## [WHAT YOU SHOULD DO]
Edit the material from the line with "Target: white dress shirt" through the end, replacing "wooden bench" with "park bench" wherever it appears and leaving everything else unchanged.

(Position annotation material)
──────────────────────────────
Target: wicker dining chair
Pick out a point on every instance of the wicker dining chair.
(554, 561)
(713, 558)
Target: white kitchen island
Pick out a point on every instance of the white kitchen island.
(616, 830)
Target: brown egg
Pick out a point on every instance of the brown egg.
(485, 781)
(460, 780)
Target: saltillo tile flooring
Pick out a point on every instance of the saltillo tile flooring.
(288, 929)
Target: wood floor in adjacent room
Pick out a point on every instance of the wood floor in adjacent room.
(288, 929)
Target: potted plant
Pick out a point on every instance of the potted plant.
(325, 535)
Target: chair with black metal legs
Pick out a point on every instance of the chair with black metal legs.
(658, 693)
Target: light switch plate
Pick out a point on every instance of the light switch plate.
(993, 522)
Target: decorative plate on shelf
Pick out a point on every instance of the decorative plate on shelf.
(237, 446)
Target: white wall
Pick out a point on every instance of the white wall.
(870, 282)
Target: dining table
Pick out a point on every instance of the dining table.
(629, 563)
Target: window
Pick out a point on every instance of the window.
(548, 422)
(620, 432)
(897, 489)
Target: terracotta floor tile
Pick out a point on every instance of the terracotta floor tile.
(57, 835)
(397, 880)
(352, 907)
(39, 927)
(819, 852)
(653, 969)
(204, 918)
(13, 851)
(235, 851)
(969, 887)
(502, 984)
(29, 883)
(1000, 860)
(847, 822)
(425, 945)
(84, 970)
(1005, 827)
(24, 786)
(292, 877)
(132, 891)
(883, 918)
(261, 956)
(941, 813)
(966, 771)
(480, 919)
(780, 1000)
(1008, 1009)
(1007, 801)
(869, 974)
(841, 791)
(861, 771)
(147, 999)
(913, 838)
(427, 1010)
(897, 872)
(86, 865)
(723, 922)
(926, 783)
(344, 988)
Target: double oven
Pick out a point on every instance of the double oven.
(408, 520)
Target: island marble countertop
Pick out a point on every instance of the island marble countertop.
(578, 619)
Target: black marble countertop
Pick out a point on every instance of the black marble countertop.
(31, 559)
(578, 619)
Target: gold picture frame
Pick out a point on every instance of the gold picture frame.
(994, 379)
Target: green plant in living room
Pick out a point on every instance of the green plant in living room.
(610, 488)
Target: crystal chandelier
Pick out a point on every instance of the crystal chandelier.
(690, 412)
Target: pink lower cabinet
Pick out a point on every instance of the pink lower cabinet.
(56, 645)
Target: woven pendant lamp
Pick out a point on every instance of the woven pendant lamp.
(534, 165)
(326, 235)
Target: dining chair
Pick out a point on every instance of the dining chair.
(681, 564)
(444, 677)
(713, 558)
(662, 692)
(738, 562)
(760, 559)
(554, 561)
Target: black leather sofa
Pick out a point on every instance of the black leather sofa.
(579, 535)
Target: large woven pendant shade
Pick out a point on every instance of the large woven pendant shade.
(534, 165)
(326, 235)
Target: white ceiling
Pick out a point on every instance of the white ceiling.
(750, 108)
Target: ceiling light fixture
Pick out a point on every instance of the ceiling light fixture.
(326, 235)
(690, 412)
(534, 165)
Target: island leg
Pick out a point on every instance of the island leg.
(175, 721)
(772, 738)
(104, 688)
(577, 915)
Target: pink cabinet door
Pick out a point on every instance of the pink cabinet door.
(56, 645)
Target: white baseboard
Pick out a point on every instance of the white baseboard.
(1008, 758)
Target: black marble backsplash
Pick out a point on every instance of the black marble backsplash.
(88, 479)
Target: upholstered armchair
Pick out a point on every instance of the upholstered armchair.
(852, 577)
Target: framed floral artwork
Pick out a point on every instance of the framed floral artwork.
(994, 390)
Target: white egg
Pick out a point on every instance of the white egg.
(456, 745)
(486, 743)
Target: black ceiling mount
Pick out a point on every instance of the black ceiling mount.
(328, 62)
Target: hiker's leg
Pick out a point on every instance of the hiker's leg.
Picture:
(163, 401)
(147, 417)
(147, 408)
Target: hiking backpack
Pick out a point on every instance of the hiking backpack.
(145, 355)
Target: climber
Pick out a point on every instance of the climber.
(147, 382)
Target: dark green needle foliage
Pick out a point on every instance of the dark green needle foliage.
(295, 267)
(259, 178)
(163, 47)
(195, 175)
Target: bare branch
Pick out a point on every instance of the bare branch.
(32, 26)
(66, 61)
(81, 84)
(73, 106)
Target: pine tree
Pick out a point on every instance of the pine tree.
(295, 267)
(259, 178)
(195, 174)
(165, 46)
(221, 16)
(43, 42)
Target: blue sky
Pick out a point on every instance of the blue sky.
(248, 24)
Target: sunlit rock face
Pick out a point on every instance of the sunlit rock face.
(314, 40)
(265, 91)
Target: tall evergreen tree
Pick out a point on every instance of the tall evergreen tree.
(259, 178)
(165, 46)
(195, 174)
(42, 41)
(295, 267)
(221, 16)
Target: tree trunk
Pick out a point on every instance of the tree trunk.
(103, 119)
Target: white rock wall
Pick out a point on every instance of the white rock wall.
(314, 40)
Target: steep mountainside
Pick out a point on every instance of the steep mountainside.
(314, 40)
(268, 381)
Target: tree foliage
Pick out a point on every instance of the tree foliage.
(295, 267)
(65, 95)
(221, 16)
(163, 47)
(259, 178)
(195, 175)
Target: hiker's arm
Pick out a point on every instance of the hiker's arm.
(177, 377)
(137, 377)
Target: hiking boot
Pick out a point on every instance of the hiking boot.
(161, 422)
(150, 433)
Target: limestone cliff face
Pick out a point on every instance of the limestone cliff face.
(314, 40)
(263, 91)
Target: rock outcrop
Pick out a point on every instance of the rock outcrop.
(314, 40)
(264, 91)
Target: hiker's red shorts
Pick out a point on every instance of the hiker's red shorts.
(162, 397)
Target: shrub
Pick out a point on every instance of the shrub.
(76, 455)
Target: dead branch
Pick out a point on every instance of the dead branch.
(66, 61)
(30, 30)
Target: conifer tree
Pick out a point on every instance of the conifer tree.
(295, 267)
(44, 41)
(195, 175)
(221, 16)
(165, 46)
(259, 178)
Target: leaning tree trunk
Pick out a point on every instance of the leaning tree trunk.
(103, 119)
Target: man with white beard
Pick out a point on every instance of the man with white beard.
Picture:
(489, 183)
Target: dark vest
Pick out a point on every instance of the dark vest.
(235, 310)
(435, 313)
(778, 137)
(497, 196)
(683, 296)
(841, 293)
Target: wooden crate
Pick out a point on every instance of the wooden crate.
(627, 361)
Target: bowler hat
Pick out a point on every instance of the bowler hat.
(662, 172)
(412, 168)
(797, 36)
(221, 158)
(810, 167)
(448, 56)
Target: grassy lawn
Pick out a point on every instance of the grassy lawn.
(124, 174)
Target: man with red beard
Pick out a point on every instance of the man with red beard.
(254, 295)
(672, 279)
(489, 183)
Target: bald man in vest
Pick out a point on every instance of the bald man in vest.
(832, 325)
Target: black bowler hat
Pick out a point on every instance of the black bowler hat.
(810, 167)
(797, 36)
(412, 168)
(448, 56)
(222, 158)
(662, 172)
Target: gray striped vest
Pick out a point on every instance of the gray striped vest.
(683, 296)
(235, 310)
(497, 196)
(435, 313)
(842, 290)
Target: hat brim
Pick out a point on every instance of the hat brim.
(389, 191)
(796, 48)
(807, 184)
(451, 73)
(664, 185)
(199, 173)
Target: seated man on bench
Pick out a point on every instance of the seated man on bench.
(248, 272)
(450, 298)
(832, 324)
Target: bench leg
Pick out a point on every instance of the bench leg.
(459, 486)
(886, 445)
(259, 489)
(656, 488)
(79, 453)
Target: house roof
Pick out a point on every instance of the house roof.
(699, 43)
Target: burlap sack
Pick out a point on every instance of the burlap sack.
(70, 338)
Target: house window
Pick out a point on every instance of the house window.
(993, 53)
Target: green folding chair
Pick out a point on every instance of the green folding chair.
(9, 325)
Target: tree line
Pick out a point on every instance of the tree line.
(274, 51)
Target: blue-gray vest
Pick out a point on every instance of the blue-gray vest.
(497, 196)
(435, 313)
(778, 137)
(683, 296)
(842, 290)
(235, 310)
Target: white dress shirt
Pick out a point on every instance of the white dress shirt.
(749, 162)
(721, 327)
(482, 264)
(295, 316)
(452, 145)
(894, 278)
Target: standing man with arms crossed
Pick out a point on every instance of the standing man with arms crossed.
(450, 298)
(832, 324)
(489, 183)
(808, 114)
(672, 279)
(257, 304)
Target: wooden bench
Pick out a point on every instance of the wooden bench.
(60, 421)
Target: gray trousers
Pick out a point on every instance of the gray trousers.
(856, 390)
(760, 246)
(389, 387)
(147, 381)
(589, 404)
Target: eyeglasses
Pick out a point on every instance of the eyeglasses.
──────────────────────────────
## [TASK OUTPUT]
Target: white dress shirt
Pick out a point on every instance of the white dress shirt.
(749, 162)
(721, 327)
(482, 264)
(295, 316)
(452, 145)
(894, 278)
Target: standing man with arms crossed
Pick out a point on every instance of the standing man with arms crossed.
(450, 298)
(832, 324)
(489, 183)
(808, 114)
(672, 279)
(257, 304)
Target: park bench
Pick out a point on every instance of the park bench.
(60, 421)
Target: gray trousers
Pick out a point on every instance of the gray trousers.
(856, 390)
(760, 246)
(389, 387)
(147, 381)
(589, 404)
Target: eyeglasses
Pick out a point on every instance of the eyeglasses.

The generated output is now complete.